_ASSIGNED TASK_
Print the records exactly as given.

_Source records_

####

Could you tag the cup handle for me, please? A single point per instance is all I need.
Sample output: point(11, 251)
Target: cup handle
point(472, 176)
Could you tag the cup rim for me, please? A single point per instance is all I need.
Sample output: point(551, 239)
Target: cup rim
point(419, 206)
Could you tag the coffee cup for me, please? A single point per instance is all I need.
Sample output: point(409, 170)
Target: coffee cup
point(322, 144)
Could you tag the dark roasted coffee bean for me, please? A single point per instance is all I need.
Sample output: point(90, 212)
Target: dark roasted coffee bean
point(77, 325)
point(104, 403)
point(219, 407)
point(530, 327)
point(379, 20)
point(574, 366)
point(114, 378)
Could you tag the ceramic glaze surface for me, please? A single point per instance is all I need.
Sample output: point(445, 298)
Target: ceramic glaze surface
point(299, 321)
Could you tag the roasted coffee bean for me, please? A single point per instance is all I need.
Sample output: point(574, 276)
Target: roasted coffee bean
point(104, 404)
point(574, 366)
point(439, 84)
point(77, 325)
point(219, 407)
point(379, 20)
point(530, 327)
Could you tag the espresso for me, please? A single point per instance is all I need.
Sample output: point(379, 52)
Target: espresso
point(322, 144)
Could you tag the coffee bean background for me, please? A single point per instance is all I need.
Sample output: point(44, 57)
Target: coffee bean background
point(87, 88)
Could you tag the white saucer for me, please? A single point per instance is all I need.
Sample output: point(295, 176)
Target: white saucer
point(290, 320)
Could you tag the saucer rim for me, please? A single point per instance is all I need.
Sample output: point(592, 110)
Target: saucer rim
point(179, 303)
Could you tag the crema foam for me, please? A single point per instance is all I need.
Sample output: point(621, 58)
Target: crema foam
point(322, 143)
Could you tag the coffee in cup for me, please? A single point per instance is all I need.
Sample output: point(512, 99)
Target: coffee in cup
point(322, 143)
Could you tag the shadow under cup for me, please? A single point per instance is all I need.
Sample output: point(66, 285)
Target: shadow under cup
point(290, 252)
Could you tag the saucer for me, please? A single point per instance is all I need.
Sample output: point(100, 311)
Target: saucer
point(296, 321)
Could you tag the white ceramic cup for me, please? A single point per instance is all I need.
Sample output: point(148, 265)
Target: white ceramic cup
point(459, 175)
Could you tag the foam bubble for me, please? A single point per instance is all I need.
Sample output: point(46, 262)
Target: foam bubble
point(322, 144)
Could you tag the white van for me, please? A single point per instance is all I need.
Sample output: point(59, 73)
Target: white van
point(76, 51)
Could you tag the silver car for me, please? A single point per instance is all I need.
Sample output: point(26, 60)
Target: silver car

####

_OUTPUT OF THE TASK_
Could you tag the cup handle for me, please? A single point per instance is all I need.
Sample output: point(11, 251)
Target: cup handle
point(472, 176)
Could you tag the cup rim for me, please? A single point per instance is all I need.
Sample output: point(551, 239)
Target: cup rim
point(419, 206)
Could you tag the coffee cup for me, please? A single point per instance is all I need.
Sample output: point(409, 170)
Target: coffee cup
point(322, 144)
Could you tag the dark roasted coffee bean for me, please? A single point per instance is all I need.
Sample output: point(90, 212)
Target: dark roasted coffee bean
point(77, 325)
point(104, 403)
point(219, 407)
point(530, 327)
point(379, 20)
point(574, 366)
point(114, 378)
Could you tag the ceramic glaze surface for me, please? A single point per instance is all I need.
Sample output: point(445, 298)
Target: ceramic glaze surface
point(299, 321)
Could you tag the roasted coffee bean for me, please? A single point per instance is all I need.
Sample output: point(574, 276)
Target: roasted coffee bean
point(104, 404)
point(574, 366)
point(439, 84)
point(77, 325)
point(219, 407)
point(379, 20)
point(530, 327)
Could you tag the espresso for me, please? A single point per instance is all I need.
Sample output: point(379, 52)
Target: espresso
point(322, 144)
Could you tag the coffee bean background for me, please? A single point per instance is all I need.
Sample output: point(44, 57)
Target: coffee bean background
point(87, 88)
Could you tag the white saucer for me, please? A single point per instance is all I need.
Sample output: point(295, 176)
Target: white saucer
point(290, 320)
Could you tag the saucer rim for me, please? A single point per instance is all I need.
Sample output: point(592, 110)
Target: saucer rim
point(179, 303)
Could you tag the crema foam for me, please? A single point per instance is all I need.
Sample output: point(621, 58)
Target: crema foam
point(322, 143)
Could you tag the coffee in cup for me, please? A single point per instance is all I need.
Sample output: point(512, 99)
Target: coffee in cup
point(322, 143)
Could you tag the shadow under cup for me, please? A single point per instance is all I need.
Sample output: point(66, 285)
Target: shadow under cup
point(290, 252)
Could you tag the saucer for me, please? A single point per instance is all I need.
Sample output: point(100, 311)
Target: saucer
point(296, 321)
Could you tag the white ceramic cup for me, please? A single point per instance is all I need.
Sample output: point(148, 265)
Target: white ceramic cup
point(459, 175)
Could you tag the foam bubble for me, please? A single point per instance is all I need.
Sample output: point(46, 262)
Target: foam bubble
point(322, 144)
Could you tag the white van for me, please? A single point per instance is all I need.
Sample output: point(59, 73)
Target: white van
point(76, 51)
Could you tag the silver car for me, please? A single point per instance is all I need.
Sample output: point(26, 60)
Target: silver car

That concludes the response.